DOCUMENT EXTRACT:
· · · ·

The Treasurer assured Professor Beckett that the standards were maintained as high as in existing good schools of pharmacy. The point was to ensure that new courses were taught at an appropriately high level, not at the bottom end. The University of East Anglia was now teaching its first year, and the standards there appeared more than adequately to match the criteria. No other new course was yet running, but two had been permitted to recruit for September.

Ian Simpson (Oxford) said that until now there had been only one school of pharmacy in the Republic of Ireland. As a result, there had been more Irish pharmacy students in Britain than in Ireland. But now there were two new schools of pharmacy in Ireland and some British schools of pharmacy might lose large numbers of Irish students. Had that been taken into account in the calculations about graduate placements?

The Treasurer said that the Society was aware of the risk factor for schools of pharmacy that took a lot of Irish students, but that was as far as it had gone.

Wally Dove (member of Council) said that roughly half of all preregistration trainees went to one large pharmacy contractor. The real problem was in the independent sector — and it involved funding. The Society should be working closely with the Pharmaceutical Services Negotiating Committee, the National Pharmaceutical Association and the Company Chemists Association to convince the Department of Health to increase funding in this area. The independent sector had been complacent, feeding off the large contractors who did the training for them. They should play their part.

· · · ·

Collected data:
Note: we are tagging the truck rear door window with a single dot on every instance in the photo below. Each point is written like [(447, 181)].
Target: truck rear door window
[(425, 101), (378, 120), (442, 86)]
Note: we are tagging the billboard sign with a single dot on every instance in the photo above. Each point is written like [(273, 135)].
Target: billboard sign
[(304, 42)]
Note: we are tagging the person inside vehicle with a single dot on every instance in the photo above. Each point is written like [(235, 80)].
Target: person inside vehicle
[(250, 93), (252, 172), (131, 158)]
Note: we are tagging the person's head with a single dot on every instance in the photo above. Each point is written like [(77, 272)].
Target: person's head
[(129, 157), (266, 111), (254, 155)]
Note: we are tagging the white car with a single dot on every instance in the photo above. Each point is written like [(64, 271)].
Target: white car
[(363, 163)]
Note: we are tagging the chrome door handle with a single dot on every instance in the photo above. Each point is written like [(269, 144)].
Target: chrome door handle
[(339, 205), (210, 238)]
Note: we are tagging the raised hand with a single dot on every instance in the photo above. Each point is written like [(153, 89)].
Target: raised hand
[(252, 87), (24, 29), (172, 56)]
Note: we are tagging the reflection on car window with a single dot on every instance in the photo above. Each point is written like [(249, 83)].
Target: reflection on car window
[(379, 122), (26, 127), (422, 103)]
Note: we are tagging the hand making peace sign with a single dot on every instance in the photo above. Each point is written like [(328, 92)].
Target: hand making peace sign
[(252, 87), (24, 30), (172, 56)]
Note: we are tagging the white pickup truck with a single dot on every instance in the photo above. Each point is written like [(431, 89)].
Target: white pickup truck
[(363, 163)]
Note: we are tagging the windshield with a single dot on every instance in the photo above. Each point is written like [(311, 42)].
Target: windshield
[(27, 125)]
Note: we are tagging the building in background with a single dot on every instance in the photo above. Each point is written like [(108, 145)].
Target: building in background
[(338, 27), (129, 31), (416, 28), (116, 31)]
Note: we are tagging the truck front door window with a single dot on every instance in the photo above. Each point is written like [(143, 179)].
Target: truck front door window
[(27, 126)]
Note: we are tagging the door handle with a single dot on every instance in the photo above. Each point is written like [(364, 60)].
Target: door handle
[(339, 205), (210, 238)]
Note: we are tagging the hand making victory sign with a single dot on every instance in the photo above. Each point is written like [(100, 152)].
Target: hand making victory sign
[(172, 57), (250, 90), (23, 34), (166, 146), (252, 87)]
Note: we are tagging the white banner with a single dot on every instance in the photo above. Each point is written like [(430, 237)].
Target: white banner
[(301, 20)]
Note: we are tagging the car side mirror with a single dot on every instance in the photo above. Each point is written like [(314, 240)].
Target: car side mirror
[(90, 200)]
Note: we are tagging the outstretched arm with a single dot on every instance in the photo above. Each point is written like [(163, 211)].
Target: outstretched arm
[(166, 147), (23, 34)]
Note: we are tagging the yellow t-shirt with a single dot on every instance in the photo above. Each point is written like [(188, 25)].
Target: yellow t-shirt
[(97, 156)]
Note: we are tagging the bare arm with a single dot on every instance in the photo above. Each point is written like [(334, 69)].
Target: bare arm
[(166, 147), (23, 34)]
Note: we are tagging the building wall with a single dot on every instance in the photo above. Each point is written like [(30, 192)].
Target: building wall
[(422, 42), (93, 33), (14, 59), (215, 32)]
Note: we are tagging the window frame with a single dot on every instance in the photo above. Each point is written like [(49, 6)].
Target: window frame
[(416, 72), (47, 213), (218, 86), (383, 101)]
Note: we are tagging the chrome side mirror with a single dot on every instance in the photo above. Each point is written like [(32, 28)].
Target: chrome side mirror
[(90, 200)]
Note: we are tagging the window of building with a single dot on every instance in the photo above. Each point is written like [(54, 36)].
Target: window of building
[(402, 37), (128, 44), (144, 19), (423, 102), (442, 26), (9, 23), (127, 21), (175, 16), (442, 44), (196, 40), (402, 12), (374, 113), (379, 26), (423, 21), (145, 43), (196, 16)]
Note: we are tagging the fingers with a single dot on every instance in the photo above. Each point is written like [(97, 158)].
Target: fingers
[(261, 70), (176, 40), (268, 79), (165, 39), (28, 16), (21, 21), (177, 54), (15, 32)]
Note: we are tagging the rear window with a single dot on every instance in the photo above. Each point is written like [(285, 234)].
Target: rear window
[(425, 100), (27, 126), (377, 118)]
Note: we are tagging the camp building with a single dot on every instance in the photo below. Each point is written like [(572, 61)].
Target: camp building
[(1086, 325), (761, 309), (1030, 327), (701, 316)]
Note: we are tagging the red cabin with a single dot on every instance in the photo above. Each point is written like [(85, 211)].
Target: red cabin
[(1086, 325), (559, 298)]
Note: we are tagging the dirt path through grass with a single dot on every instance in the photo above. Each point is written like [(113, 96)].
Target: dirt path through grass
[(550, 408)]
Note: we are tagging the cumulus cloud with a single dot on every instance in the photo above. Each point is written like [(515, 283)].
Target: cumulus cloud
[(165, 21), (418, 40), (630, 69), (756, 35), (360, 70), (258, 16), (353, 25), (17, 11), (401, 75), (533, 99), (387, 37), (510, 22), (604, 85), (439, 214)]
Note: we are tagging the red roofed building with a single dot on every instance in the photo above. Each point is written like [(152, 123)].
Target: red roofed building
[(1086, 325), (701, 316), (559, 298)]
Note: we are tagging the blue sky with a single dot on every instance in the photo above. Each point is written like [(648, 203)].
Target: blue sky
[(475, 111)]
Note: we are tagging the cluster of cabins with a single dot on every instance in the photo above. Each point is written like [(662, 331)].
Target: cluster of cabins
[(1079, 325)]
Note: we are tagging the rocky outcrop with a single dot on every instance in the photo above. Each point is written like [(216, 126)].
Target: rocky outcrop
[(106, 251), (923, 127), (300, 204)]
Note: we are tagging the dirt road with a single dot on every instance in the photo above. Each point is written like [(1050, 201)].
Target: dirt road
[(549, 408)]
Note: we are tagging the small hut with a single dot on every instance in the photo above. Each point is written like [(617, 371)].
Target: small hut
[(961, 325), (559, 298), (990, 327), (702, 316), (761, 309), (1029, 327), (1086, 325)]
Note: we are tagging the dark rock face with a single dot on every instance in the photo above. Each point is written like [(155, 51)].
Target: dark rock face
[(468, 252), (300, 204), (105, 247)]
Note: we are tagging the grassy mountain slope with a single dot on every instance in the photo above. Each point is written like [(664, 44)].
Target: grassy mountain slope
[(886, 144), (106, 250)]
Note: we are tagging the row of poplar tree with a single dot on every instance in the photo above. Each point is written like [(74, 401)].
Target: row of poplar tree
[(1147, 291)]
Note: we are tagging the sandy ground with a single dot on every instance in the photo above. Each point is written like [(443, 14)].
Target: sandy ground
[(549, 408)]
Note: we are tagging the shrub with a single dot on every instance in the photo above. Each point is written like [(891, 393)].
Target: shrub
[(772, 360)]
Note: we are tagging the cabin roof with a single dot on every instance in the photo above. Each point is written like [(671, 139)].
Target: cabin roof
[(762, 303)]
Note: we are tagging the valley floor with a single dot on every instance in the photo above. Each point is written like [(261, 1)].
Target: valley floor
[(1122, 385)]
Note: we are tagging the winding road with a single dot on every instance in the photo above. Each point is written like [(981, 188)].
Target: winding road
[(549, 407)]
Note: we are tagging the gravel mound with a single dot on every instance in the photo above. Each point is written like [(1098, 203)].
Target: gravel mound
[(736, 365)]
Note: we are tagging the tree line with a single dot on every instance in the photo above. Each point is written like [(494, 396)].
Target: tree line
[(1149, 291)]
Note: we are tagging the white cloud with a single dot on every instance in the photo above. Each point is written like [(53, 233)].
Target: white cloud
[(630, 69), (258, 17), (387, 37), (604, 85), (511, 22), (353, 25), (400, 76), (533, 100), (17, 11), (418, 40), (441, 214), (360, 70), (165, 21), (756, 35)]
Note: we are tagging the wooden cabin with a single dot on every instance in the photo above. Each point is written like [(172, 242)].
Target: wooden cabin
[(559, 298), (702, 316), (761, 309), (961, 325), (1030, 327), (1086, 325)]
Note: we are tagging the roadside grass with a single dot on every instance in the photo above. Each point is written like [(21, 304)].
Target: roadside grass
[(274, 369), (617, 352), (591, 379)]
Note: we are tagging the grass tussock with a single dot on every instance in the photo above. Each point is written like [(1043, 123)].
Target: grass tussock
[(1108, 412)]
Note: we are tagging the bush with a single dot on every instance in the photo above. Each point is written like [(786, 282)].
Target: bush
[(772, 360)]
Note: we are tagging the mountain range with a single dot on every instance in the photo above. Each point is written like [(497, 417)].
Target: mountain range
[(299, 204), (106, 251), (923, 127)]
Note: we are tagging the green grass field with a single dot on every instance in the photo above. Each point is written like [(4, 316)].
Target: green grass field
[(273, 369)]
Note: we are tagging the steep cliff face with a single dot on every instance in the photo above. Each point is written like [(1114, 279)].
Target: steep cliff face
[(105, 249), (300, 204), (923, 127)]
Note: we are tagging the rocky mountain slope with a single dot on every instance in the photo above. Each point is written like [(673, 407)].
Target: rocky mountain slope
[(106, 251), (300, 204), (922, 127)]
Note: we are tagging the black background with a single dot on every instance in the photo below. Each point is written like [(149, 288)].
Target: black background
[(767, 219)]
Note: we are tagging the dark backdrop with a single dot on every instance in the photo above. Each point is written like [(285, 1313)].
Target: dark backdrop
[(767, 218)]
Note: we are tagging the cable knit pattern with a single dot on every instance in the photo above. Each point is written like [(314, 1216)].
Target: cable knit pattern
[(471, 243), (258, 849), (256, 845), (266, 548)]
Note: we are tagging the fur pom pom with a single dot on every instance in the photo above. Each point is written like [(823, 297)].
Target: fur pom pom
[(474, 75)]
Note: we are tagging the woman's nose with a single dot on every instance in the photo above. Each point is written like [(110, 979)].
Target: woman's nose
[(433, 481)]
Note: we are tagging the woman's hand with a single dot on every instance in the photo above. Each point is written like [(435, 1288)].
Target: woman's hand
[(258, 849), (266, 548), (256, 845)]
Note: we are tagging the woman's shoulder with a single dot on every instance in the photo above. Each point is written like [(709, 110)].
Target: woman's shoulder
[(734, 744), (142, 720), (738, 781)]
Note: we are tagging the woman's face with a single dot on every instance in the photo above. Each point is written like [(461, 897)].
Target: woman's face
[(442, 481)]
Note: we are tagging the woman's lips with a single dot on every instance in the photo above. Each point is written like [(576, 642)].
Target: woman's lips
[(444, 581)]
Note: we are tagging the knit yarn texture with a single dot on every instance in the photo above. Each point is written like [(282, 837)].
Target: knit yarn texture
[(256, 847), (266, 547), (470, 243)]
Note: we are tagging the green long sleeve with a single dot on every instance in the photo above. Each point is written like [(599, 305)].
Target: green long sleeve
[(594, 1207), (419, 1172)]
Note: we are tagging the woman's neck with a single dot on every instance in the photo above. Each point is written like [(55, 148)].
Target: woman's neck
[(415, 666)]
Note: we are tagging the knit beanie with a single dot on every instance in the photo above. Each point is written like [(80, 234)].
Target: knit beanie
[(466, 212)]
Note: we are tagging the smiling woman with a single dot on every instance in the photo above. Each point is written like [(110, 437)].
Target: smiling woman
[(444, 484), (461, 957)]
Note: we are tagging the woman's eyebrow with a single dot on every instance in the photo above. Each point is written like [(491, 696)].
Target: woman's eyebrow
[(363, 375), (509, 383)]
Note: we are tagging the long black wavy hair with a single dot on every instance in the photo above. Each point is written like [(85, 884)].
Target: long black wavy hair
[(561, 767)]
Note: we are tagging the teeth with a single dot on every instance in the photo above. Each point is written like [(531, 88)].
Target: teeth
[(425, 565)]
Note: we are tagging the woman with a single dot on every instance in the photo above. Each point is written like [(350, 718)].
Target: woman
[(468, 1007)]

· · · ·

ACTION ITEM: Write the next part of the account of the discussion on pharmacy schools and preregistration training, starting after its final sentence. The entries have nothing to do with the work here.

TASK RESULT:
The President, Gill Hawksworth, said that she had chaired a meeting on preregistration training attended by representatives of the PSNC, NPA, CCA and Guild of Healthcare Pharmacists. The main points raised had been passed to the Society’s new head of preregistration and the Pharmacy Workforce Planning and Policy Advisory Group. That group would report shortly, and the Society hoped that its recommendations would give ammunition for the head of preregistration.

Mr Phillips supported the points made by Mr Dove and Ms Wynne-Howells. The Society had a duty to ensure an adequate supply of pharmacists and to ensure that pharmacy graduates could qualify professionally. To go through four years of student debt and not have a preregistration place at the end was appalling, particularly when there was a desperate shortage of pharmacists.

Mr Green added that there had been conversations with the multiples, but he was not aware of any activity to encourage independent pharmacists locally to increase the number of preregistration places.

Sue Carter (Worthing and West Sussex) said her own PCT was the first to take part in preregistration training. It was accredited by the Society to take part in a joint programme with the secondary care trust. It worked well and was popular with the trainees.

Developing the high quality training to be invested in the trainees had involved an incredible amount of work. One problem was that some trainees did not stay on to work in the local workforce development area as pharmacists. This year, two out of the four had not only left the area but had left Britain to return to their native countries. She knew that some multiple companies in the past had a philosophy of pinning people in for a couple of years. She wondered if the NHS managed service would soon need to do something similar.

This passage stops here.